Excerpts of pointing data:
-- Begin --

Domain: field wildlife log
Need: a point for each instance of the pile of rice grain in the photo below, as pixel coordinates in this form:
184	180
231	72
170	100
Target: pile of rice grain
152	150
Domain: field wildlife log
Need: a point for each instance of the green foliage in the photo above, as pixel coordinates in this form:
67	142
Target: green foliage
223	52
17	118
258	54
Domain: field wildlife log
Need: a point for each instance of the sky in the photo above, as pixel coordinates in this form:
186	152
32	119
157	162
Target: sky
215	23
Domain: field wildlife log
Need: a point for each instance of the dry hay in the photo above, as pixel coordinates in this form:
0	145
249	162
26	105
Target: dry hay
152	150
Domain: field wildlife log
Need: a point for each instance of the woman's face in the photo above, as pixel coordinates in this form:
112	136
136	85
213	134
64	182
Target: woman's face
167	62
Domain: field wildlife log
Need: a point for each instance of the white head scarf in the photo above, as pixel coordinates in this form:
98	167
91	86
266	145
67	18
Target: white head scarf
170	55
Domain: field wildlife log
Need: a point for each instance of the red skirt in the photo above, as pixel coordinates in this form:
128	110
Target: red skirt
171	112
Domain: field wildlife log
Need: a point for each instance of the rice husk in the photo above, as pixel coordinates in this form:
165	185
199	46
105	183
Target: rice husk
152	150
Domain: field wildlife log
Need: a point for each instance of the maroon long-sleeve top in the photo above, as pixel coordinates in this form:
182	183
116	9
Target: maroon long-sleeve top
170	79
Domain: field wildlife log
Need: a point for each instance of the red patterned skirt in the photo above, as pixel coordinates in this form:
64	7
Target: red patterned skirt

-- End --
-- Begin --

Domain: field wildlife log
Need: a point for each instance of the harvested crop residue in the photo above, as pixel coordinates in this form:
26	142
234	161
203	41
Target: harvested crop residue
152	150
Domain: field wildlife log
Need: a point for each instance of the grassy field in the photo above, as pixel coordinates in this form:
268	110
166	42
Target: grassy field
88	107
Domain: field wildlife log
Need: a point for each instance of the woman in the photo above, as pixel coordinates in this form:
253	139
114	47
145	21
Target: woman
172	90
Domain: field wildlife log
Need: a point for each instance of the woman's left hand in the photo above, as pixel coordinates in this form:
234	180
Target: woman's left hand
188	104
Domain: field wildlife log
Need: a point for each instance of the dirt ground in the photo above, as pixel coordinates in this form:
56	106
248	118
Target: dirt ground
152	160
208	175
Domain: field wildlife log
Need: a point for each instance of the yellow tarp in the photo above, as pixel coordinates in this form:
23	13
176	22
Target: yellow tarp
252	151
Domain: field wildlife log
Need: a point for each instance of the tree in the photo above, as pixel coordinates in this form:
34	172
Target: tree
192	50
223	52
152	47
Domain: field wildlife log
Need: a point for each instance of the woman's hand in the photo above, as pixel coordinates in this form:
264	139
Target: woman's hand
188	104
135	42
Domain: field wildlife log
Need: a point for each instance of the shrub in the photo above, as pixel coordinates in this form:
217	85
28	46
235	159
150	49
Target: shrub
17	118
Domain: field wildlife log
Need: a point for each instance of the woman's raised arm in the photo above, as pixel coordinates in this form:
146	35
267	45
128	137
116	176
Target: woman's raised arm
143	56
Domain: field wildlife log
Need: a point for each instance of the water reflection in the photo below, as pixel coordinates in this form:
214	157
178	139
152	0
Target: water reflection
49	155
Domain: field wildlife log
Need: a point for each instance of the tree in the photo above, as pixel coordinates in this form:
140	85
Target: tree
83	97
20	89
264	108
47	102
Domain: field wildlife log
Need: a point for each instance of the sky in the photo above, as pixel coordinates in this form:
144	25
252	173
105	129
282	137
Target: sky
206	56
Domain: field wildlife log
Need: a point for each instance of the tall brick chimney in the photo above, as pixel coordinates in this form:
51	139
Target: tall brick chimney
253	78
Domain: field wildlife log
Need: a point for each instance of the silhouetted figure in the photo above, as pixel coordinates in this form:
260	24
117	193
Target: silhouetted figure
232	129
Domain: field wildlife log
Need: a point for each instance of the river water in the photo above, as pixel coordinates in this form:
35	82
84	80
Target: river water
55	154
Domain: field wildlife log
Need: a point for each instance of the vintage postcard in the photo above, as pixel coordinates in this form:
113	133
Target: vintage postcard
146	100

-- End --

Given problem
Gather every line of the data above that contains the string "husk". Match case exactly.

Answer in full
Need: a point for each instance of the rice husk in the photo above, as pixel coordinates in this form:
Target: rice husk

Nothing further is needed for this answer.